__Study text__:
/---
I did try to imagine how I would have handled things differently with M if I hadn’t have had alcohol, but I wasn’t actually drunk – 4 units at tea time with a meal and then another 2 wasn’t the end of the world and I think I remained calm and in control.

So I didn’t feel too bad, or guilty about the whole weekend.

But….guess what one ok session lead to…another, and then a not so ok ‘nother… Well I was singing on Saturday at a live event and was handed proseco, so had one glass, and that was that. Fine. No problem. Then on bank holiday Monday I decided again I was going to drink at/ after my gig. This was a mistake. The gig seemed to go downhill, the afternoon had so many problems – my mum came and was causing issues, the kids were moody, Mr A was shaking his head when I was singing etc and I just…drank. I had about 5 units at the venue then went home. Walked the dog, sat and had another 2 outside the club at the park, went to the corner shop bought 7 units, went out again and bought a drink (which was single I now see from a receipt) to have outside as I walked with a friend (a friend that I talk to about this and she was helpful). It’s not the end of the world, I didn’t do anything stupid (apart from drink in the first place). But this just confirms that yes I still need to keep the fuck away from vodka. Just no. No to vodka, for the rest of my life. So from 3 am yesterday morning I was up, first making myself vomit to try and prevent feeling as bad, but then being involuntary sick, I realised Id not really had a meal since the morning before and my stomach is just saying no to this type of treatment and behavior. I know all the things I did wrong, and I know there are no excuses, I am fully responsible for these actions, but 1st June 2021, new month, new me…I have made the promise to myself and my daughters that I will never again drink vodka, I can drink alcohol if I want it, but not vodka. Even the word is not appealing, vod-ka it sounds like the devils drink.
\---
__Entries shown__:
/---
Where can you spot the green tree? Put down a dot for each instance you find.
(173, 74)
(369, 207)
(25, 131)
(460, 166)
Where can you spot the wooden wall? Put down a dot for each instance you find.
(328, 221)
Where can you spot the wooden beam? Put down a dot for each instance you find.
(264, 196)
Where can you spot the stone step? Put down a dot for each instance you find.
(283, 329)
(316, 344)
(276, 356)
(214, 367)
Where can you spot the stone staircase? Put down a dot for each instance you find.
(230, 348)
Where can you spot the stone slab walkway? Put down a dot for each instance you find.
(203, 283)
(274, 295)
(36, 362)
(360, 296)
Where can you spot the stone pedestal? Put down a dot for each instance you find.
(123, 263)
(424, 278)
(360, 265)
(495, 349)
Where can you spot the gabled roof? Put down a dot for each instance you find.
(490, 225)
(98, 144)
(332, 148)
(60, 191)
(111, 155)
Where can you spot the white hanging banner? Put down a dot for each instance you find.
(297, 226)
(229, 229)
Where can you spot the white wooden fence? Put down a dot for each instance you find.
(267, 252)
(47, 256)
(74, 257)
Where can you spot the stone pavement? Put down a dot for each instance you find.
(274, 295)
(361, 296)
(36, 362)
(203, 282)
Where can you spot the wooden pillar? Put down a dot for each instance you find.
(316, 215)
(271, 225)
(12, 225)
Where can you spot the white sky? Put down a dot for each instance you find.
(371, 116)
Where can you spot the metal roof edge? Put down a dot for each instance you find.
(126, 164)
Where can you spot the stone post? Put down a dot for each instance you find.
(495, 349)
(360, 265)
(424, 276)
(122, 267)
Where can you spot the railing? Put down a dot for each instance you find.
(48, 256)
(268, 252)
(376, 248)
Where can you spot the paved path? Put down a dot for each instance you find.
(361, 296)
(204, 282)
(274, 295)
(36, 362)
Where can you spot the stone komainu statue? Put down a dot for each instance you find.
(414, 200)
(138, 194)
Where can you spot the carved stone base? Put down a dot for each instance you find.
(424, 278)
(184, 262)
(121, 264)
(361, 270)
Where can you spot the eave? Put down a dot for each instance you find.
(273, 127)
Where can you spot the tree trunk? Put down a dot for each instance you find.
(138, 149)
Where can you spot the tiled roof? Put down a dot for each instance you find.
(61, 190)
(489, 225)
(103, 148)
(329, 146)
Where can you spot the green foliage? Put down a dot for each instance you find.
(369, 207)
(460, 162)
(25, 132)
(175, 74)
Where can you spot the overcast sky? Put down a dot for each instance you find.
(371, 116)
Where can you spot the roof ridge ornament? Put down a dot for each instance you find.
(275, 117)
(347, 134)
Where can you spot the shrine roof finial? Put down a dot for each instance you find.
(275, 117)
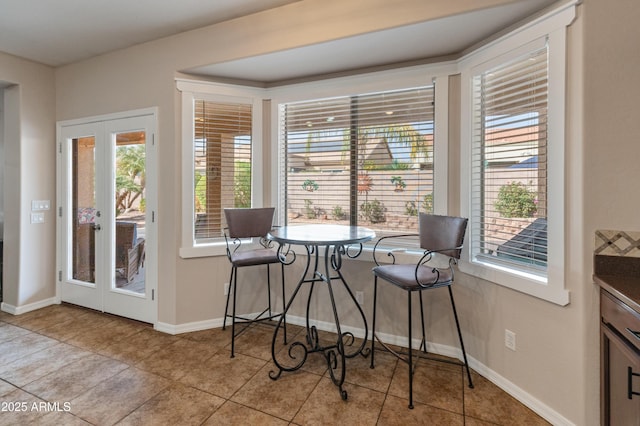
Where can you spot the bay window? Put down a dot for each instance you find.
(221, 161)
(360, 160)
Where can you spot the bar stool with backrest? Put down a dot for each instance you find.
(438, 236)
(247, 246)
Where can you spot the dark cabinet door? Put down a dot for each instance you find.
(621, 381)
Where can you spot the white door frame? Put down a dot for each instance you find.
(151, 276)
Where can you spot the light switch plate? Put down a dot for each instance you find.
(37, 217)
(39, 205)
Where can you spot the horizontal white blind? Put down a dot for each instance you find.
(222, 153)
(362, 160)
(510, 163)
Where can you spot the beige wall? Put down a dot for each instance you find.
(557, 358)
(29, 174)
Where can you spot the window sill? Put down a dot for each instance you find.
(208, 250)
(523, 282)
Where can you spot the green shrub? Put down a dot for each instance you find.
(373, 211)
(427, 203)
(309, 210)
(410, 208)
(515, 200)
(338, 213)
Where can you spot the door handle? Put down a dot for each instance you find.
(635, 334)
(630, 376)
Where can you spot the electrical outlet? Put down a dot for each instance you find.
(510, 339)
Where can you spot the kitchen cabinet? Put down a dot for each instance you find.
(620, 346)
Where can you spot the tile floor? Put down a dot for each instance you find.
(65, 365)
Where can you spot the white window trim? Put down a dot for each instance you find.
(398, 79)
(549, 28)
(190, 91)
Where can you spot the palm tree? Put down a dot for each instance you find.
(398, 134)
(130, 175)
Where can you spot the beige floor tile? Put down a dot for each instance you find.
(176, 405)
(255, 341)
(80, 376)
(216, 337)
(5, 388)
(282, 397)
(488, 402)
(38, 364)
(153, 378)
(23, 345)
(61, 418)
(65, 330)
(395, 413)
(434, 383)
(232, 414)
(178, 358)
(104, 335)
(43, 318)
(138, 346)
(10, 331)
(359, 371)
(222, 375)
(118, 396)
(22, 409)
(326, 406)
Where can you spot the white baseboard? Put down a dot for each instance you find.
(188, 327)
(18, 310)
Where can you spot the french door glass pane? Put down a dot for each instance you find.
(130, 211)
(84, 206)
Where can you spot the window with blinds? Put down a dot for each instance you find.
(509, 163)
(222, 162)
(361, 160)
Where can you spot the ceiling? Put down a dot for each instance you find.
(65, 31)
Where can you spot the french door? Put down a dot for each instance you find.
(106, 217)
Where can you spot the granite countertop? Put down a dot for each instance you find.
(620, 276)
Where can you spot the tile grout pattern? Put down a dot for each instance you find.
(68, 365)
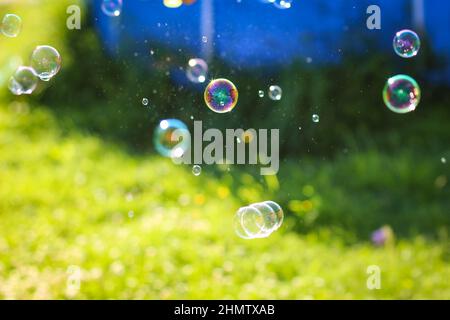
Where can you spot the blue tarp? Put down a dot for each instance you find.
(249, 33)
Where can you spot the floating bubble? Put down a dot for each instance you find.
(112, 8)
(275, 93)
(197, 70)
(46, 62)
(401, 94)
(258, 220)
(316, 118)
(196, 170)
(23, 81)
(171, 138)
(282, 4)
(11, 25)
(406, 43)
(221, 95)
(278, 212)
(173, 3)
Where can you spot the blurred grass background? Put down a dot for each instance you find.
(79, 184)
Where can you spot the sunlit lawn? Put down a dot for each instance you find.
(141, 227)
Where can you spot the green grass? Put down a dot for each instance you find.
(65, 199)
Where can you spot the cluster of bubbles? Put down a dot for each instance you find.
(177, 3)
(197, 70)
(171, 138)
(221, 95)
(112, 8)
(11, 25)
(45, 64)
(402, 94)
(275, 92)
(406, 43)
(280, 4)
(258, 220)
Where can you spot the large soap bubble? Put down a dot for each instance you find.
(46, 61)
(23, 81)
(171, 138)
(401, 94)
(221, 95)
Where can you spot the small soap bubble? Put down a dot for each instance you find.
(221, 95)
(23, 81)
(46, 62)
(171, 138)
(275, 92)
(315, 118)
(401, 94)
(196, 170)
(11, 25)
(112, 8)
(406, 43)
(197, 70)
(282, 4)
(258, 220)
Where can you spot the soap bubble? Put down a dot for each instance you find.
(112, 8)
(258, 220)
(23, 81)
(275, 93)
(316, 118)
(282, 4)
(221, 95)
(46, 62)
(172, 3)
(406, 43)
(196, 170)
(401, 94)
(197, 70)
(11, 25)
(171, 138)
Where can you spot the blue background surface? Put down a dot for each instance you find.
(251, 34)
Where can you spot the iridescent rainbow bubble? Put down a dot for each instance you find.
(406, 43)
(221, 95)
(171, 138)
(258, 220)
(401, 94)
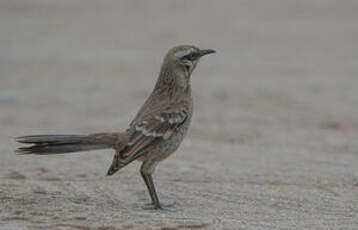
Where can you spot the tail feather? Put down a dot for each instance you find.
(57, 144)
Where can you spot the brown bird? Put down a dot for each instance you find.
(156, 131)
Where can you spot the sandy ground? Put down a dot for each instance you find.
(273, 143)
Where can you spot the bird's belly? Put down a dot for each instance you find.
(170, 145)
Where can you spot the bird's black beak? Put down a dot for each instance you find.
(205, 52)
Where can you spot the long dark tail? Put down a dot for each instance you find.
(57, 144)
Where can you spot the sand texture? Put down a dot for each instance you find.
(274, 137)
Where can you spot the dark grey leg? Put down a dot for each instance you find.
(146, 171)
\---
__Exercise__: Rewrite the account of drinking starting with "I did try to" and going on through "and in control.", putting "dinner time" in place of "tea time". The lines are separate material.

__Written response__:
I did try to imagine how I would have handled things differently with M if I hadn’t have had alcohol, but I wasn’t actually drunk – 4 units at dinner time with a meal and then another 2 wasn’t the end of the world and I think I remained calm and in control.